## ASSIGNMENT
Each line below needs to be returned exactly. Skip any picture.

## DATA SUPPLIED
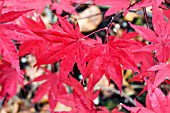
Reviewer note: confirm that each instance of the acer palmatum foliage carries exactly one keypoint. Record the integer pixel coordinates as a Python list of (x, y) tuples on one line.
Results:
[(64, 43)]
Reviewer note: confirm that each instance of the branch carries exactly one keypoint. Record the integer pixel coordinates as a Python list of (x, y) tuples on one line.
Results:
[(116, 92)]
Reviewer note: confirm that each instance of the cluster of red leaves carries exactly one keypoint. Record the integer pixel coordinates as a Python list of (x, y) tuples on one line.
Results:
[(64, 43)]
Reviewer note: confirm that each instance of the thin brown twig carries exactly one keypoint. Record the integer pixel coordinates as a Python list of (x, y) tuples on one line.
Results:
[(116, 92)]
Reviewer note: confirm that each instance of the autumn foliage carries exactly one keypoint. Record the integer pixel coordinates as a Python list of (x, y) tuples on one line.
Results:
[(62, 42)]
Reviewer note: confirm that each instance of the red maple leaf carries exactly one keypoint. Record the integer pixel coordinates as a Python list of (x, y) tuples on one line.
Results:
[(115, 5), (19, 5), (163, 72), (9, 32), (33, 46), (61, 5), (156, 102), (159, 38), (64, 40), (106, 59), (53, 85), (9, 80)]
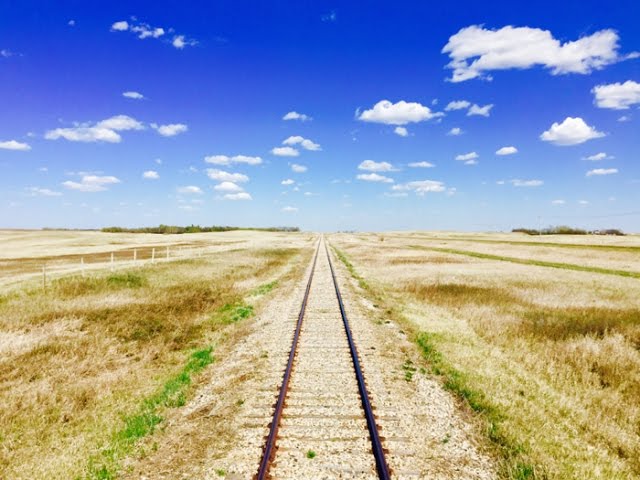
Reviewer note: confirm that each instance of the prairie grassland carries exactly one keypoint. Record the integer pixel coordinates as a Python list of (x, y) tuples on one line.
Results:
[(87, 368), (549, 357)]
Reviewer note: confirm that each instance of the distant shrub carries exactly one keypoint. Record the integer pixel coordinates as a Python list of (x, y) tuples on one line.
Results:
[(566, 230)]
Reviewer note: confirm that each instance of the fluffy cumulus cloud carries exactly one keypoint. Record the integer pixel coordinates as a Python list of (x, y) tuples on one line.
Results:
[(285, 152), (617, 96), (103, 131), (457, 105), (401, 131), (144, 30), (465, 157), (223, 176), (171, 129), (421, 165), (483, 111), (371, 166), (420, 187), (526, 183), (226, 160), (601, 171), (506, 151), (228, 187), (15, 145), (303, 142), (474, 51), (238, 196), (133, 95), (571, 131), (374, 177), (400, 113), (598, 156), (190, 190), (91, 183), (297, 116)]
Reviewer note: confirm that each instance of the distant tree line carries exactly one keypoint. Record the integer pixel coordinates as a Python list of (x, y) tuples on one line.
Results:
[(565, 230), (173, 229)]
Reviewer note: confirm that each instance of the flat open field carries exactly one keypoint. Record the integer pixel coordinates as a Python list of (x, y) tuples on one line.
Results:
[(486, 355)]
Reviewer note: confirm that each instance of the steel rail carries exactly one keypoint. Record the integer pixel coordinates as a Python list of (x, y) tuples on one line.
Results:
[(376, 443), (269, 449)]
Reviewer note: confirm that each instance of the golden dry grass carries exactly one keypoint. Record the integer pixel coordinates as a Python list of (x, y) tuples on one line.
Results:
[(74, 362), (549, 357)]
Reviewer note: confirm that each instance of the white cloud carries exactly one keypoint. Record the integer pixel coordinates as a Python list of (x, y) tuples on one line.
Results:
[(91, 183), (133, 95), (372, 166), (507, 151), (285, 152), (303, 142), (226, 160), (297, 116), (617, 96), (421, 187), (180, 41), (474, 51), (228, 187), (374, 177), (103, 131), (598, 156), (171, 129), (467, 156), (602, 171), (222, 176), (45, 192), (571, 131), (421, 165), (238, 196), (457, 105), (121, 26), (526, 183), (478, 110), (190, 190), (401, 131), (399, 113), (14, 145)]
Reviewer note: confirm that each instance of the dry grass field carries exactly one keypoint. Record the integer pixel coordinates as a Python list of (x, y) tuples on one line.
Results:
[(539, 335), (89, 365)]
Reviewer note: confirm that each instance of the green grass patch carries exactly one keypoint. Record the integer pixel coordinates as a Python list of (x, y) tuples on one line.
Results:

## EXPECTED ANSWER
Reviewer note: confirm that each instance of the acer palmatum foliage carries exactly one keypoint. Record the integer pixel coordinates as a Python list of (x, y) tuples on one line.
Results:
[(64, 43)]
Reviewer note: confirm that each instance of the branch carries exactly one keypoint. Record the integer pixel coordinates as a Python list of (x, y) tuples on one line.
Results:
[(116, 92)]
Reviewer note: confirm that each instance of the cluster of red leaves carries exactly one keypoint. Record the integer pixel coordinates as a Python list of (x, y) tuples on one line.
Results:
[(64, 43)]
Reviewer note: confirm that each instance of the thin brown twig carries exactly one keypoint. Record the integer pixel coordinates as a Python list of (x, y) tuples on one line.
Results:
[(116, 92)]
Reviewer note: confirm that each instance of the autumn foliage carries exactly one keypoint. Record the integer pixel coordinates as a Python list of (x, y) tuples on one line.
Results:
[(62, 42)]
Reviewer note: confirm that each instance of the red maple leaf carries exactly one keypoint. Record the integer pixel coordinates as a Python list of (x, y) tuples on one line.
Results:
[(115, 5), (19, 5), (163, 72), (9, 32), (33, 46), (61, 5), (156, 102), (159, 38), (64, 40), (106, 59), (53, 85), (9, 80)]
Reviewer note: confirm that each instance of the prairie grassland carries exactly one keypoint. Record the integer pixel coordinates as a Python list of (x, y) tuples on one line.
Results:
[(87, 368), (549, 357)]
Reviewer note: confirm that each instance of the distant shrub carries exactly one keypoint. Record the integer pixel coordinates as a Python list of (x, y) tuples on one line.
Results:
[(566, 230)]
Reviewer note: confirm that each instance of the fluffy cumulus cloud carries exactly one keypoint. Record the integer pixel coordinates as a Python list of (x, y) tuples on one line.
Results:
[(285, 152), (617, 96), (103, 131), (457, 105), (401, 131), (144, 30), (465, 157), (223, 176), (171, 129), (421, 165), (483, 111), (371, 166), (420, 187), (526, 183), (226, 160), (601, 171), (506, 151), (228, 187), (15, 145), (303, 142), (474, 51), (238, 196), (133, 95), (571, 131), (374, 177), (400, 113), (598, 156), (190, 190), (91, 183), (297, 116)]
Reviewer note: confirm that each instance of the distant tree line carries exactly one keypoint. Record the integer pixel coordinates as a Python list of (x, y) tuples on one line.
Results:
[(565, 230), (173, 229)]
Reviewer note: confirm that each instance of the flat open field carries exactly one keypoint. Record the integer pixel coordinates as a Python list of (x, y) tuples on one line.
Results:
[(486, 355)]
Reviewer note: confirm that each instance of the steel rail carries exactly one keypoint. Record the integer pixel coordinates as a Python list of (x, y) tuples on one line.
Results:
[(376, 443), (269, 449)]
Reviewer note: confirm that each instance of the golden dry grass carries exactly one keypoint. Record the integer pixel coordinates as a Python list of (x, y) tuples on one line.
Results:
[(74, 362), (549, 357)]
Reviewer note: confirm that each instance of the white cloud carries exactly one keypoint. Record the integer pixel coordinates as a Python list of (x, y) tuples on one line.
Results:
[(91, 183), (133, 95), (372, 166), (507, 151), (285, 152), (303, 142), (226, 160), (297, 116), (617, 96), (421, 187), (180, 41), (474, 51), (228, 187), (374, 177), (103, 131), (598, 156), (171, 129), (467, 156), (602, 171), (222, 176), (45, 192), (571, 131), (421, 165), (238, 196), (457, 105), (121, 26), (526, 183), (478, 110), (190, 190), (401, 131), (399, 113), (14, 145)]
Reviewer note: confirm that each instance of the dry grass field carries exactly one keypoint. Record the integer pixel coordinates as a Python list of (x, y) tuples on one line.
Results:
[(539, 335), (89, 365)]
Reviewer note: confirm that each instance of the green grass patch carries exactly one keypoint. Record the integer pixel coordinates as a Python list of (x, y) tuples on one line.
Results:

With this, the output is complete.